### EXERCISE DIRECTIONS
Across the records below, how many lines contain the string "target"? Give the number by itself.

*** Opening DATA EXTRACTS ***

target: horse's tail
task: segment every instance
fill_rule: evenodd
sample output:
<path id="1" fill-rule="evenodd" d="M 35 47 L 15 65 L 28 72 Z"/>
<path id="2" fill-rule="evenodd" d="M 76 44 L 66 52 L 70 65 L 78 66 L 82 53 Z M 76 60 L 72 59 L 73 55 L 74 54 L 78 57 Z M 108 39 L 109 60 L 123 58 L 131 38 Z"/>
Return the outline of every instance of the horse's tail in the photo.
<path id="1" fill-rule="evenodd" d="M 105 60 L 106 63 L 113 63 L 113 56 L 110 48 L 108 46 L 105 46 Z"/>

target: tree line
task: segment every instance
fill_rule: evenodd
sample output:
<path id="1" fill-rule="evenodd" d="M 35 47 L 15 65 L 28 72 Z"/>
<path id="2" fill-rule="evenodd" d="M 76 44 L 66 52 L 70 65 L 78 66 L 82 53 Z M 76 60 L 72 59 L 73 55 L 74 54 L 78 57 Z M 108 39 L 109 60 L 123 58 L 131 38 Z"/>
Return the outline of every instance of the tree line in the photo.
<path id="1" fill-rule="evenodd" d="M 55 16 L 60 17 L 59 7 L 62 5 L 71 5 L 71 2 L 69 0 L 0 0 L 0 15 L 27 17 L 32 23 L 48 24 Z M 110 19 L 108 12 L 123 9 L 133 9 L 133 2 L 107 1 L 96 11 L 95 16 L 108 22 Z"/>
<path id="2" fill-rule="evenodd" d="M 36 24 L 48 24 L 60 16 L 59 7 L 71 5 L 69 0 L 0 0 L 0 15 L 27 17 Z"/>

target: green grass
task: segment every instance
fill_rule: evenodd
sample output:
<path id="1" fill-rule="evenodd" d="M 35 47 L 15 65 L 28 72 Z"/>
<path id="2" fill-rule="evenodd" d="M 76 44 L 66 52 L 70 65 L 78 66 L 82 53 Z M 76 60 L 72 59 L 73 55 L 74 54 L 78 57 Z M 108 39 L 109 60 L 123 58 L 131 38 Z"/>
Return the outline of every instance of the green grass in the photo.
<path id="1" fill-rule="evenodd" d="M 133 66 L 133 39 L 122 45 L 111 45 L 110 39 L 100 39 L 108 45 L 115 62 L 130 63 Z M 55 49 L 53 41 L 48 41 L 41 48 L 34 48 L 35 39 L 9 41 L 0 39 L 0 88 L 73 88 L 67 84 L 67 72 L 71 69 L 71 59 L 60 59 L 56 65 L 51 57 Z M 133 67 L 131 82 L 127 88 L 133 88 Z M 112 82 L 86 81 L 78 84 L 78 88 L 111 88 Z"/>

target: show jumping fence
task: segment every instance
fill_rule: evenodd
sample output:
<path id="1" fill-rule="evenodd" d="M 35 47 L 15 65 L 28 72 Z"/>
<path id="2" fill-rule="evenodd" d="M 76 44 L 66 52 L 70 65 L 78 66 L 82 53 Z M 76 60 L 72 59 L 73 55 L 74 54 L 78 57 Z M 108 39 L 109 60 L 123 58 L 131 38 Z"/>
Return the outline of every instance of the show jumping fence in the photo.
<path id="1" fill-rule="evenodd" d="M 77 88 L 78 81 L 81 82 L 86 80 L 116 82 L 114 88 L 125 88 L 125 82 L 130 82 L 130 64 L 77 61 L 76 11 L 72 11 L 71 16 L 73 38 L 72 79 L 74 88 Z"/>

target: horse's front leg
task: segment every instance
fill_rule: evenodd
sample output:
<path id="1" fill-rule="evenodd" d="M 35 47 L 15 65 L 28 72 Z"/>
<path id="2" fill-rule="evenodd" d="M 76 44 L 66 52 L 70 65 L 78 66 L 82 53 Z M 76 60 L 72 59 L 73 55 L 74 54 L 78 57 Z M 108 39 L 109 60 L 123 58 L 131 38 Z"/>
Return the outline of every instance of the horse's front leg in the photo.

*** Closing DATA EXTRACTS ***

### RESPONSE BELOW
5